■ Data shown:
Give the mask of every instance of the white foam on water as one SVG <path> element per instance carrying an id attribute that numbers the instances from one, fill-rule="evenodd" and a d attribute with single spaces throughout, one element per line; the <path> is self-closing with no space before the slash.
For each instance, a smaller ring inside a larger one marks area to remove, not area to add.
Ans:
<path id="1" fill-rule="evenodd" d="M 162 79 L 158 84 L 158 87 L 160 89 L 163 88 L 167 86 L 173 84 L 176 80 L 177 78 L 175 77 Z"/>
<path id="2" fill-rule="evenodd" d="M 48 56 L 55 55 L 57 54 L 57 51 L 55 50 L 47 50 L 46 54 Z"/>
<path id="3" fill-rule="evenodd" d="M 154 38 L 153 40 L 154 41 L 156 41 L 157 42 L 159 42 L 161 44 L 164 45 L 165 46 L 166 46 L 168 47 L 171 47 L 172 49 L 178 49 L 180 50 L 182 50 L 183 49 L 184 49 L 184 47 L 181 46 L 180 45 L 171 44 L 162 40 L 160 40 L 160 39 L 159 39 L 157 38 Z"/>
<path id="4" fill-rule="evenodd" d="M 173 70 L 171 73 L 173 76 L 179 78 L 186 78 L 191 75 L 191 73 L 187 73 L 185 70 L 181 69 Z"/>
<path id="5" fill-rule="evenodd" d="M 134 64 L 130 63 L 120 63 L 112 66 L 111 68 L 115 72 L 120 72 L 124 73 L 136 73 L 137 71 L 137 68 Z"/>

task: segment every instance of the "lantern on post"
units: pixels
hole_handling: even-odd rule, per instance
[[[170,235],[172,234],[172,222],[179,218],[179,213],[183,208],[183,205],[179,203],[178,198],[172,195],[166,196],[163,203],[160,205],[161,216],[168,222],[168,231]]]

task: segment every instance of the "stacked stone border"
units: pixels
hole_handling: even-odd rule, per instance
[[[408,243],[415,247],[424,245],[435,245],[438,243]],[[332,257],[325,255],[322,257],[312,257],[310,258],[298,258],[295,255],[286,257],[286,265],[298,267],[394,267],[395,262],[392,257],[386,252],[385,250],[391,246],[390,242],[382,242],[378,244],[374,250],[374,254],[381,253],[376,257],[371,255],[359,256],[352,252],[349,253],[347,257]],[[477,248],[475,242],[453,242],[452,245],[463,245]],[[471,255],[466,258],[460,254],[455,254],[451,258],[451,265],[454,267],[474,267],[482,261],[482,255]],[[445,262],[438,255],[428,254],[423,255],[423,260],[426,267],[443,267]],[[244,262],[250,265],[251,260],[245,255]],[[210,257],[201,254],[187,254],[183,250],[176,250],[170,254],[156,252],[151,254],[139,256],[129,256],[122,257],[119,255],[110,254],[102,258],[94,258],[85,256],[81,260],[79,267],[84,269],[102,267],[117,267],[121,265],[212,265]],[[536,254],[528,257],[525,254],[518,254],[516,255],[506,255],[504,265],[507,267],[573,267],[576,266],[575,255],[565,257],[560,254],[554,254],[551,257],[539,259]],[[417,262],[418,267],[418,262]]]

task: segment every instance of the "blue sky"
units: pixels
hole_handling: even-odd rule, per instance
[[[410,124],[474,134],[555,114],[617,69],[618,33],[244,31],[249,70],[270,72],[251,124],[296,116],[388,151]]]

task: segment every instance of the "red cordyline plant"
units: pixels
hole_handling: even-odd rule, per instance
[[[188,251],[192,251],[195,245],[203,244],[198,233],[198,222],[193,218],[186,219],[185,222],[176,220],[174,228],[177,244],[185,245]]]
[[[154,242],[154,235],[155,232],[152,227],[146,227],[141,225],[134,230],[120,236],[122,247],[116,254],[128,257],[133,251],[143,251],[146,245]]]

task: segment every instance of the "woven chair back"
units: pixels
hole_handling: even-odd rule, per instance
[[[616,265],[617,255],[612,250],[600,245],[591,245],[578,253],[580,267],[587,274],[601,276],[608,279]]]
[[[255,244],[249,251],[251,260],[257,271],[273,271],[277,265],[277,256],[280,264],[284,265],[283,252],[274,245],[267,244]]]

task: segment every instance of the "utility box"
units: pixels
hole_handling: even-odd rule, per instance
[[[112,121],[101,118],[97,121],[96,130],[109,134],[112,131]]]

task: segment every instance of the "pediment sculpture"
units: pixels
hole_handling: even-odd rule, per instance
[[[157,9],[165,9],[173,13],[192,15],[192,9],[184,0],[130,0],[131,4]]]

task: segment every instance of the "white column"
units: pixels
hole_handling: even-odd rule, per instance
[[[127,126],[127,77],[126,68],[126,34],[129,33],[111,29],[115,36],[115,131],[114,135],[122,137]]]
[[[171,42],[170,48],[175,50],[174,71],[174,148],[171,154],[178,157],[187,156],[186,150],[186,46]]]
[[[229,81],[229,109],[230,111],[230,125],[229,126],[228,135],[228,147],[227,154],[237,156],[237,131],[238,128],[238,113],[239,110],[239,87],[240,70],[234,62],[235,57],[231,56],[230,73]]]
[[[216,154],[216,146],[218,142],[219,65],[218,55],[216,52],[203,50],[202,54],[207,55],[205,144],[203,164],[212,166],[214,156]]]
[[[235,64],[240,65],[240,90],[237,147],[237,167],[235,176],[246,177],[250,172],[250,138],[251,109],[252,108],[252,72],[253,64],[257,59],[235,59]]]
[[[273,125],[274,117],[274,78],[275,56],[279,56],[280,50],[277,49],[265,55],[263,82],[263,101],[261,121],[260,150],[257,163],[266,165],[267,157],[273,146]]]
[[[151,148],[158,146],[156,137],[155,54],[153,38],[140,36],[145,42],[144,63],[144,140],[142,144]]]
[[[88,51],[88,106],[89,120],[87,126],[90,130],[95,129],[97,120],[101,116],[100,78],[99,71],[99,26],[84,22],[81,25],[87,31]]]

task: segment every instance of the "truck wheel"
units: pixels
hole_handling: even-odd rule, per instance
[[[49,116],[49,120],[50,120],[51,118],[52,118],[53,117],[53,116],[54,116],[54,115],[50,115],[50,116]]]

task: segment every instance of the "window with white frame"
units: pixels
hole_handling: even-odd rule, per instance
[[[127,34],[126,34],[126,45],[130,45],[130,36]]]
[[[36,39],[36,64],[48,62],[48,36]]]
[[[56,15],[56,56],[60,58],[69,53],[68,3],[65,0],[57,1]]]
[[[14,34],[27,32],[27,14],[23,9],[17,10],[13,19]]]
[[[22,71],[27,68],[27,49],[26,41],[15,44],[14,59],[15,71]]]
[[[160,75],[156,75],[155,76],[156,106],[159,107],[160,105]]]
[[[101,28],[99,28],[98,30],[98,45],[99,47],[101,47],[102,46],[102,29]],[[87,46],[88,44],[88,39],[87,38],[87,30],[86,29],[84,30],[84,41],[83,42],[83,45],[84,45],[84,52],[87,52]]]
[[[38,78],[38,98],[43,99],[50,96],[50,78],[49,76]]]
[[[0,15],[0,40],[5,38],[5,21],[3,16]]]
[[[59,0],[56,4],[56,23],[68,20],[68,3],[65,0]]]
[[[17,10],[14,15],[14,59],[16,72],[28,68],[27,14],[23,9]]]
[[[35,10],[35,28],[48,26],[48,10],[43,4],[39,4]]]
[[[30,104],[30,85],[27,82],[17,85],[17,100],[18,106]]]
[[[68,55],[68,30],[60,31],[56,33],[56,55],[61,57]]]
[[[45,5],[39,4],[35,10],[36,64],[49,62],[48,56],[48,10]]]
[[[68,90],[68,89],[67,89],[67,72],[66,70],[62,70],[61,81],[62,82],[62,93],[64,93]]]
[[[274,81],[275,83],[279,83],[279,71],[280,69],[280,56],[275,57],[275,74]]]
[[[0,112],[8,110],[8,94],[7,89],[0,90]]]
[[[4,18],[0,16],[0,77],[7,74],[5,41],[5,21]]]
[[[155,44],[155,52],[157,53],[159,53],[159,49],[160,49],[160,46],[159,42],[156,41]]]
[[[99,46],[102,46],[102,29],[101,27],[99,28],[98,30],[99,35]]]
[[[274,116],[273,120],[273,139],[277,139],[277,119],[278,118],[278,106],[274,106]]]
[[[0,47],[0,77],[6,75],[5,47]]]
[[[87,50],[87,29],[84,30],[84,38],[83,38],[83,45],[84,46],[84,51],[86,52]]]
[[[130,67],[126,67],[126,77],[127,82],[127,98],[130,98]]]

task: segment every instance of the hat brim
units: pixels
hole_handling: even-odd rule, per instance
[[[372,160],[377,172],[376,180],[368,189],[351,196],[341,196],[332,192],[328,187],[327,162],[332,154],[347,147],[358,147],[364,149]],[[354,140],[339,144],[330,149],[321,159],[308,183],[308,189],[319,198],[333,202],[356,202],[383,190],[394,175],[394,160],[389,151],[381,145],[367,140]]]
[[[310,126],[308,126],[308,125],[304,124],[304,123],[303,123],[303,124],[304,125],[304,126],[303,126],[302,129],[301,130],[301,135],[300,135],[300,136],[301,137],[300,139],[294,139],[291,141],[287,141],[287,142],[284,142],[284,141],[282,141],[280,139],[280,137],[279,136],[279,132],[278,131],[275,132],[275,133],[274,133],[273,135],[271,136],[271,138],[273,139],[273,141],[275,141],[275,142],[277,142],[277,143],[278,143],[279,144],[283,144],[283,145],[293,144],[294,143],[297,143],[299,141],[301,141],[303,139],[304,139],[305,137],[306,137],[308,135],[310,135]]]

■ Instruction: Repeat, character for character, the lines from the one that holds "task: segment every instance of the hat brim" to the final line of the material, inclusive, and no other lines.

■ Result:
task: segment every instance of the hat brim
units: pixels
hole_handling: even-odd rule, per instance
[[[372,160],[377,172],[376,180],[368,189],[351,196],[341,196],[332,192],[328,187],[327,162],[332,154],[347,147],[358,147],[364,149]],[[354,140],[339,144],[330,149],[321,159],[308,183],[308,189],[319,198],[333,202],[356,202],[383,190],[394,175],[394,160],[389,151],[381,145],[367,140]]]
[[[310,126],[308,126],[308,125],[304,124],[304,123],[303,123],[303,124],[304,125],[304,126],[303,126],[302,129],[301,130],[301,135],[300,135],[300,136],[301,137],[300,139],[294,139],[291,141],[287,141],[287,142],[284,142],[284,141],[282,141],[280,139],[280,137],[279,136],[279,132],[278,131],[275,132],[275,133],[274,133],[273,135],[271,136],[271,138],[273,139],[273,141],[275,141],[275,142],[277,142],[277,143],[278,143],[279,144],[283,144],[283,145],[293,144],[294,143],[297,143],[299,141],[301,141],[303,139],[304,139],[305,137],[306,137],[308,135],[310,135]]]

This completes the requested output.